Инструкции к заданию:
#1 Сверьте три утверждения с фрагментом текста о Пепле и для каждого ответьте «да» или «нет», приведя решающие слова фрагмента в точной цитате. (а) Весной 1974 года Пеплу должно было исполниться 18 лет. (б) На Планерной рассказчица застала Люсю верхом на Пепле. (в) Центральный совет «Урожая» отказался вернуть Пепла в Сокольники.
#2 Продолжите фрагмент текста о Пепле, начав сразу после его последнего предложения.

Фрагмент текста:

■ ■ ■ ■

Кроме того, мы боялись, что, выступи на Пепле другой всадник более или менее неудачно, это скомпрометирует лошадь, неудачу отнесут за счет возраста: все-таки весной 1974 года ему должно было исполниться 18 лет.
Словом, мы все тщательно продумали, но в декабре Григорий Терентьевич тяжело заболел — как оказалось, неизлечимо.
Я наивно думала, что просьбы наши в отношении Пепла выполняются из уважения к нам с Терентьичем. И вдруг весной узнаю, что Пепел почему-то на Планерной, на каких-то сборах, и что девочка, которую к нему прикрепили, намерена выполнить на нем норму мастера спорта.
Двумя неделями раньше я потеряла горячо любимого отца.
Развелась с мужем.
Через две-три недели мне предстояло стать матерью.
Анастасьев был прикован к постели.
И еще это предательство. Именно так, предательство, иначе я думать не могла. Я поняла: меня как спортсменку списали за ненадобностью. Не хочу искать виновных, просто было невыразимо горько, и горько до сих пор.
Директор клуба сказал: "А я думал, что ты все знаешь, а меня удивило, что ты не принимаешь мер. Пепел не заслужил, чтобы из него на старости лет делали учебную лошадь".
Приезжаю на Планерную и вижу грустную картину. Понурый Пепел со взъерошенной шерстью, не просохшей после усиленной, видимо, тренировки, бредет в поводу у какой-то девочки. Вид у него неухоженный, копыта заломанные. "Вы Люся?" — спрашиваю. "Нет, я конюх, а Люся в манеже отдыхает".
А я-то, я-то, даже достигнув высших своих титулов, почти всегда сама «вышагивала» Пепла после работы. И это же был Пепел — чемпион мира, олимпийский чемпион. Я уже спортсменкой была, а разок посидеть на легендарном Абсенте казалось мне наградой, честью, чудом!
Короче, я поехала в Центральный совет «Урожая» и попросила вернуть Пепла в Сокольники, обеспечить ему ежедневный часовой тренинг на корде и никого на него не сажать, поскольку в июне рассчитываю снова приступить к тренировкам. Все это было выполнено, хотя за кулисами поползли шепотки о том, что и сама, дескать, уже не спортсменка, и лошадь для других жалеет, эгоистка такая.
29 мая у меня родилась Влада. В конце июня я села в седло. До чемпионата страны оставалось три недели.

■ ■ ■ ■

Элементы набора данных
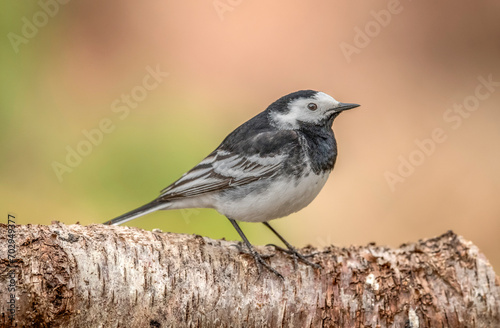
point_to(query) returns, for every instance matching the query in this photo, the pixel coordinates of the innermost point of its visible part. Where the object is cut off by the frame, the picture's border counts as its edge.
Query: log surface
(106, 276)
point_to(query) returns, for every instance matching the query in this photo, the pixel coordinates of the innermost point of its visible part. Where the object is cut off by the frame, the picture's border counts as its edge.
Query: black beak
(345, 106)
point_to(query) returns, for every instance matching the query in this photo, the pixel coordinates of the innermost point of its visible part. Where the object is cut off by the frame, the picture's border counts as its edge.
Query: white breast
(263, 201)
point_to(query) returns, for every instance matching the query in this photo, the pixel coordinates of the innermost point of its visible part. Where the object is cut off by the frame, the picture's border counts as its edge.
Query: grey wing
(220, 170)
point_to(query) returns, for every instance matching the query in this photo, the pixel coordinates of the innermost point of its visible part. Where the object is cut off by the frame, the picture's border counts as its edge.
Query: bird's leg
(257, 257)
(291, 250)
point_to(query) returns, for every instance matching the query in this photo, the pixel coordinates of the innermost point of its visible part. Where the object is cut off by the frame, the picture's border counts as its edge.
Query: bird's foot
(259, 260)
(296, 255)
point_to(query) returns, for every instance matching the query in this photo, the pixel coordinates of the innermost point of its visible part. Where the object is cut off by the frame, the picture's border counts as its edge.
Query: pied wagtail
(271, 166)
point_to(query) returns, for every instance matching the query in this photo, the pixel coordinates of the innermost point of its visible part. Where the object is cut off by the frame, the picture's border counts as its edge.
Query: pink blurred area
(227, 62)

■ ■ ■ ■

Ответы по заданиям:
#1
(а) Да: «все-таки весной 1974 года ему должно было исполниться 18 лет».
(б) Нет: «Нет, я конюх, а Люся в манеже отдыхает».
(в) Нет: «Все это было выполнено».

#2
Не знаю, что было бы со мной, если бы не мама. Все заботы она взяла на себя, все, какие могла. Для нас с ней — именно для нас обеих, потому что мои интересы всегда были ее интересами, — это было не просто возвращение в спорт. Было нечто большее — шаг к возрождению нашего когда-то доброго и теплого, полностью разрушенного мира.
Иные меня осуждали: "После такого несчастья, да и ребенку только месяц, а она нашла о чем думать — на лошади кататься. Хватит, откаталась, пора о жизни поразмыслить".
Осуждали многие, на помощь пришел Миша Копейкин. В первый же день, когда я вернулась из родильного дома и толком не знала, как подступиться к маленькой (а мама все навыки уже забыла), явился Миша и храбро взялся за дело. Раз-раз, перепеленал, продемонстрировал, как пеленки под краном стирать (его дочери было тогда пять лет). На другой день он пришел с Аллой, своей женой, и она осталась нам помогать.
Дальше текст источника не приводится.